*Excerpt provided:*
American Modern and the Second World War
- The term "graphic design" was first used in 1922 by Addison Dwiggins, but it is now more commonly called visual communication
- 1914 - AIGA is founded (focused on fine art printing at first, then shifts to commercial design)
- 1920 - Art Directors Club of New York established
- 1927 - Society of Typographic Arts in Chicago is created
- During the 1920s, the advertising industry expanded rapidly
The American Magazine
- Exposition Internationale des Arts Decoratifs et Industriels Modernes exhibits featured in NYC Metropolitan Museum of Art show an interest in the Art Deco style and department stores in major American cities copy this style
- Two streams of modern European design during this era:
- Commercial Modern - culminated from the art deco style: Edward McKnight Kauffer and A.M. Cassandre are some examples. Took inspirations from Cubism, Orphism, Futurism, Vorticism, and Purism
- "Functionalist" - De Stij, Russian Constructivism, International Constructivism, Bauhaus, and the New Typography. Emphasized graphic design over fine art
- in the 1930s American design was mostly made in the Art Deco/Commercial Modern Style
Fortune
- first appeared in February of 1930
- commentary on financial market and business related subject - target audience was urban businessmen
- Published and edited by Henry Luce
- straightforward grid layout
- employed bad-ass photographer Margaret Bourke-White
- all ads, photography, and illustrations seemed to be almost interchangable
- in 1937 they featured on of the most famous Art Deco designs of all time - Joseph Binder "Skyscraper Christmas Tree"

*Dataset extract:*
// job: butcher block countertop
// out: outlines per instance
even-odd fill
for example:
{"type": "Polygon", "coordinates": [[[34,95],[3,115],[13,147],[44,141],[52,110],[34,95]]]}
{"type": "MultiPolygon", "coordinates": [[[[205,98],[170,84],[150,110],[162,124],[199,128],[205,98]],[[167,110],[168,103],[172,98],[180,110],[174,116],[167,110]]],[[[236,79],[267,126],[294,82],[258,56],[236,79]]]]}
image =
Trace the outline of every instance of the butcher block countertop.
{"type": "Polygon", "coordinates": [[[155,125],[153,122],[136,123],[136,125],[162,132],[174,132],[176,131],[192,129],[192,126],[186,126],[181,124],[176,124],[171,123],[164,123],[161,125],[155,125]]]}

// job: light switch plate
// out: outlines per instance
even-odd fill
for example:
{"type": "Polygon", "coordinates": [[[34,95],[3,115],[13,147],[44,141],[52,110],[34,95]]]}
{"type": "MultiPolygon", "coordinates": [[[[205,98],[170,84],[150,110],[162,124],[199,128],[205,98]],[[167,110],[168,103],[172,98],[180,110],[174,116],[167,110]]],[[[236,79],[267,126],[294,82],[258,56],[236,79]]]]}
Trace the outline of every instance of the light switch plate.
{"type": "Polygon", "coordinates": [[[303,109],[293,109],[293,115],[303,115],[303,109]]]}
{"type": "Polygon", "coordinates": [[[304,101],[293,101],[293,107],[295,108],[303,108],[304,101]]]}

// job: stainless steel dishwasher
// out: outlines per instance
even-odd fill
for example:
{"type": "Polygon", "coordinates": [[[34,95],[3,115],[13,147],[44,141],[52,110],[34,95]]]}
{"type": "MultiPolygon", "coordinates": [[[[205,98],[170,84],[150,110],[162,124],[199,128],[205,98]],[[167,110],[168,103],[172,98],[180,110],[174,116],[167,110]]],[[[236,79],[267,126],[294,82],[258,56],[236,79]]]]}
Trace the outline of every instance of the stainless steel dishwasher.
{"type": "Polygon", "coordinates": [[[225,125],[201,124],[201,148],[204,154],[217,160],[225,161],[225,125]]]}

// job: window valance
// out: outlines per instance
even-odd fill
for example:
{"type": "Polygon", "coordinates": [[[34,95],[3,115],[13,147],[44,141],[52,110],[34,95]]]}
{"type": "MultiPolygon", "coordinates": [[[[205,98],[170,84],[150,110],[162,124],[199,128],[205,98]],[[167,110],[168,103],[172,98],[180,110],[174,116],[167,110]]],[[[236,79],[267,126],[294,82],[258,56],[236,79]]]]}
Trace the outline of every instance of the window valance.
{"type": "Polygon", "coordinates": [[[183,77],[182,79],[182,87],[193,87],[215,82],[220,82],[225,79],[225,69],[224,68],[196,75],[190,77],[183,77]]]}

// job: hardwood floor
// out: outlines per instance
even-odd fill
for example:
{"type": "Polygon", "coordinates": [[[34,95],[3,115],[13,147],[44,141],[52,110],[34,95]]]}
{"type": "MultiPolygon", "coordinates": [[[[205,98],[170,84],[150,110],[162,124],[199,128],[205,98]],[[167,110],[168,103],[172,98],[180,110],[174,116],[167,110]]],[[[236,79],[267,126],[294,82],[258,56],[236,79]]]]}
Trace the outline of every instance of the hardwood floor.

*Work to do:*
- a) According to the American Modern notes, when did Fortune first appear?
- b) In the American Modern notes, rewrite the part from "American Modern and" to "to commercial design)", changing "commercial design" to "advertising design".
- c) Do these statements agree with the American Modern notes? (i) The Art Directors Club of New York was established in 1920. (ii) Fortune was published and edited by Joseph Binder. (iii) The Society of Typographic Arts was created in Boston.
These lines have no connection to the American Modern notes.

*Task-by-task results:*
- a) February of 1930

- b)
American Modern and the Second World War
- The term "graphic design" was first used in 1922 by Addison Dwiggins, but it is now more commonly called visual communication
- 1914 - AIGA is founded (focused on fine art printing at first, then shifts to advertising design)

- c)
(i) Yes: "1920 - Art Directors Club of New York established"
(ii) No: "Published and edited by Henry Luce"
(iii) No: "1927 - Society of Typographic Arts in Chicago is created"